__STATED PROBLEM__
Transcribe the records below exactly as they appear.

__INFORMATION GIVEN__

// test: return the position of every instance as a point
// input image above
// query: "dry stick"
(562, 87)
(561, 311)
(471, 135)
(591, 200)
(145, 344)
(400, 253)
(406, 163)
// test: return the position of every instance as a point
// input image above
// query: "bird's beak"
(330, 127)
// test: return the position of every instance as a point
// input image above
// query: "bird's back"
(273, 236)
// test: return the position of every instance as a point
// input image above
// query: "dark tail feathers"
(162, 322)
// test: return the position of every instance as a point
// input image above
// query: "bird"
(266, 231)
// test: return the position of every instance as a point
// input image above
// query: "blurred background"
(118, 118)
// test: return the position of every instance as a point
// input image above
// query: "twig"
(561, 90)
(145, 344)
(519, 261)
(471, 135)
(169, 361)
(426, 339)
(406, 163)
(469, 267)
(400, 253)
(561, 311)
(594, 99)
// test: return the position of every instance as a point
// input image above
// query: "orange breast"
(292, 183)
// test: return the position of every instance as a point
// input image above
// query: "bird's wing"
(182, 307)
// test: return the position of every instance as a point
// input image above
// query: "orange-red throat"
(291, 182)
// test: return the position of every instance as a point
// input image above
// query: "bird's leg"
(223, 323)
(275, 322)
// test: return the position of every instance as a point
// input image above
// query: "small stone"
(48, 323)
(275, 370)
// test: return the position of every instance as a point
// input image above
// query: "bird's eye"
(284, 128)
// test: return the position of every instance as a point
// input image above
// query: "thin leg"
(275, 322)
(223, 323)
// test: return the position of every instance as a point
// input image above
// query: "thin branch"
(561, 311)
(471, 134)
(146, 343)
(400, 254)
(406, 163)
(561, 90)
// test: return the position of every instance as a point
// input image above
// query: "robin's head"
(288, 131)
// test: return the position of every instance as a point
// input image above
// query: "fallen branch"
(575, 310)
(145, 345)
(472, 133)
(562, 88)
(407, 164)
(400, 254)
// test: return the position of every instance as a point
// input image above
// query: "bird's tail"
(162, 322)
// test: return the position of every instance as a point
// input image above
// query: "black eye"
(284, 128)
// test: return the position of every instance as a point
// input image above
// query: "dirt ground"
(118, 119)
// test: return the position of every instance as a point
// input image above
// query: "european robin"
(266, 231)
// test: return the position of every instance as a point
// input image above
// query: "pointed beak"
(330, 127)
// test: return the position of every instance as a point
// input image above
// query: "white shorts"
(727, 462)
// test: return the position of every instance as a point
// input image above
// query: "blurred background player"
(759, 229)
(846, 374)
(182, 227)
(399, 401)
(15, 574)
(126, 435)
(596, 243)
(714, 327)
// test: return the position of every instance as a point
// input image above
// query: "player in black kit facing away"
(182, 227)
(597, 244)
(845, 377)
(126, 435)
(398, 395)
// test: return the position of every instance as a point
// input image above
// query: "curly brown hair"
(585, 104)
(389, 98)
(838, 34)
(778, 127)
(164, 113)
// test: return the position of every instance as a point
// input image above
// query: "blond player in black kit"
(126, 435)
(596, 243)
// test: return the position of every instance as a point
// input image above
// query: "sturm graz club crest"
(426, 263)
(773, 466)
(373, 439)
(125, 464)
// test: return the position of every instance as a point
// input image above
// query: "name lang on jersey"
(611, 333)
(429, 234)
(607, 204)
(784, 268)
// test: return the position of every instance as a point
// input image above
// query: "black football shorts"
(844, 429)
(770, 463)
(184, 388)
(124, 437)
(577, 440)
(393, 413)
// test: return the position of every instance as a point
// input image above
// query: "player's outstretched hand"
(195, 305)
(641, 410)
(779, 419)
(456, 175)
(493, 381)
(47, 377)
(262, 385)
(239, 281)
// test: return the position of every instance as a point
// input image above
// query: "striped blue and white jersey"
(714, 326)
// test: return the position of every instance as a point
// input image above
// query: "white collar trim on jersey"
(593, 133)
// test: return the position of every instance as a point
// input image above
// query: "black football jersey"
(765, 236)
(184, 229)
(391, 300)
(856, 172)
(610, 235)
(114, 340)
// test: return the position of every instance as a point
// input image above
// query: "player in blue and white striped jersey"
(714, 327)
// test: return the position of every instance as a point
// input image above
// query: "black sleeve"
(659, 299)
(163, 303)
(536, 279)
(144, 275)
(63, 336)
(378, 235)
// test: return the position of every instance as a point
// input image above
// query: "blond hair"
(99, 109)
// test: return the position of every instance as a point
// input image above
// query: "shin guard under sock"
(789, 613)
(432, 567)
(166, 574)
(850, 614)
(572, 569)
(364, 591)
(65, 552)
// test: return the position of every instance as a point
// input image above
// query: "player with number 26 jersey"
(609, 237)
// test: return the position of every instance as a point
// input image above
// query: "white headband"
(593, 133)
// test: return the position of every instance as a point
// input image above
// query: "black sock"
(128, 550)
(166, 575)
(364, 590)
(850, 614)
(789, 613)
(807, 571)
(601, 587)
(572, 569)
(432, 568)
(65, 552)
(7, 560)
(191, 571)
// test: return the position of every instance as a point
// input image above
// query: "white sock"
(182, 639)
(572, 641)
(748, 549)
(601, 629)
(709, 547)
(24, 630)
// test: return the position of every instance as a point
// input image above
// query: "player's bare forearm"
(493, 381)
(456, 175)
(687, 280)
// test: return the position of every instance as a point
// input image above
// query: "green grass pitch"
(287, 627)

__TASK SOLUTION__
// test: return the position of every instance as a point
// input image above
// query: "dry stick"
(562, 87)
(561, 311)
(471, 135)
(591, 200)
(145, 344)
(400, 253)
(406, 163)
// test: return the position of every instance as a point
// input image above
// query: "bird's beak"
(330, 127)
// test: return the position of every instance as a point
// input image above
// query: "bird's back"
(273, 236)
// test: return the position of every instance as a point
// input image above
// query: "dark tail feathers"
(162, 322)
// test: return the position of every instance as a point
// input image above
// query: "bird"
(266, 231)
// test: return the position of every instance as a point
// input image above
// query: "blurred background"
(118, 118)
// test: return the position of every instance as a point
// input image above
// query: "twig"
(561, 90)
(145, 344)
(519, 261)
(471, 135)
(169, 361)
(426, 339)
(406, 163)
(469, 267)
(400, 253)
(561, 311)
(594, 99)
// test: return the position of every instance as a point
// input image above
// query: "orange breast"
(292, 183)
// test: return the position of every instance as a point
// input image above
// query: "bird's wing"
(182, 307)
// test: return the position of every instance as a point
// input image above
// query: "orange-red throat"
(291, 182)
// test: return the position of every instance as a point
// input image above
// query: "bird's leg"
(223, 323)
(275, 322)
// test: return the position of every instance as a point
// input image above
// query: "small stone"
(48, 323)
(275, 370)
// test: return the position of every instance as a point
// input image above
// query: "bird's eye"
(284, 128)
// test: return the position of every instance as a point
// input image above
// query: "thin leg"
(275, 322)
(223, 323)
// test: return the position of every instance as a point
// input image above
// query: "thin branch"
(561, 311)
(471, 134)
(146, 343)
(400, 254)
(406, 163)
(561, 90)
// test: return the position of every instance as a point
// input image above
// query: "robin's head"
(288, 131)
// test: return the position of every instance as a point
// input image above
// query: "fallen branch"
(575, 310)
(145, 345)
(472, 133)
(562, 88)
(407, 164)
(400, 254)
// test: return the position of every instance as a point
// input image above
// query: "bird's tail"
(162, 322)
// test: return the position of every instance as a point
// input image above
// query: "black eye"
(284, 128)
// test: return the position of every instance as a point
// input image above
// query: "dirt ground"
(118, 119)
// test: return the position of every instance as a point
// input image above
// query: "european robin"
(266, 231)
// test: return the position of every instance as a point
// input image above
// query: "pointed beak"
(330, 127)
// test: return the position of every instance as a point
// input image above
// query: "white shorts"
(727, 462)
// test: return the position of every instance as a point
// input image above
// query: "blurred background player"
(759, 229)
(846, 374)
(182, 227)
(399, 401)
(15, 574)
(126, 435)
(596, 243)
(714, 327)
// test: return the position of every instance as a point
// input image above
// query: "player in black kit facing away"
(182, 227)
(597, 244)
(845, 377)
(126, 435)
(398, 395)
// test: return the position of every instance as a point
// input image above
// query: "curly brown hair"
(585, 104)
(389, 98)
(838, 34)
(778, 127)
(164, 113)
// test: return the position of every instance as a point
// input image above
// query: "blond player in black kit"
(126, 435)
(596, 243)
// test: return the position of every instance as a point
// input image above
// query: "sturm graz club crest"
(426, 263)
(773, 466)
(373, 439)
(125, 464)
// test: return the position of every instance as a point
// input image above
// query: "name lang on jersey"
(611, 333)
(429, 234)
(607, 204)
(784, 268)
// test: return the position of every instance as a point
// input image above
// query: "black football shorts"
(844, 429)
(770, 463)
(184, 388)
(124, 437)
(577, 440)
(393, 413)
// test: return the position of every instance as a point
// input image above
// query: "player's outstretched hand"
(195, 305)
(641, 410)
(779, 419)
(456, 175)
(493, 381)
(47, 377)
(262, 385)
(239, 281)
// test: return the position of every instance as a point
// input image above
// query: "striped blue and white jersey"
(714, 326)
// test: return the position of every instance as a point
// input image above
// query: "white collar trim on jersey"
(593, 133)
// test: return the position of every instance as a point
// input image above
// query: "black football jersey"
(765, 236)
(184, 229)
(391, 300)
(856, 172)
(610, 235)
(114, 340)
// test: return the position of every instance as a point
// input image above
// query: "player in blue and white striped jersey"
(714, 327)
// test: return the position of every instance as a point
// input image above
// query: "black sleeve"
(659, 299)
(163, 303)
(536, 279)
(144, 275)
(63, 336)
(378, 235)
// test: return the position of every instance as a point
// input image above
// query: "blond hair"
(99, 109)
// test: return the position of every instance as a point
// input image above
// query: "shin guard under sock"
(789, 613)
(432, 567)
(166, 574)
(850, 614)
(572, 569)
(364, 591)
(65, 552)
// test: return the position of every instance as a point
// input image above
// query: "player with number 26 jersey"
(609, 237)
// test: return the position of every instance as a point
// input image above
// query: "white headband"
(593, 133)
// test: return the position of every instance as a point
// input image above
// query: "black sock"
(128, 550)
(166, 575)
(364, 590)
(850, 614)
(789, 613)
(807, 571)
(601, 587)
(572, 569)
(432, 568)
(65, 552)
(7, 560)
(191, 571)
// test: return the position of every instance as a point
// input image above
// query: "white sock"
(182, 639)
(572, 641)
(748, 549)
(601, 629)
(709, 547)
(24, 630)
// test: return the position of every instance as a point
// input image above
// query: "player's bare forearm"
(493, 381)
(456, 175)
(687, 280)
// test: return the position of every instance as a point
// input image above
// query: "green grass pitch"
(287, 627)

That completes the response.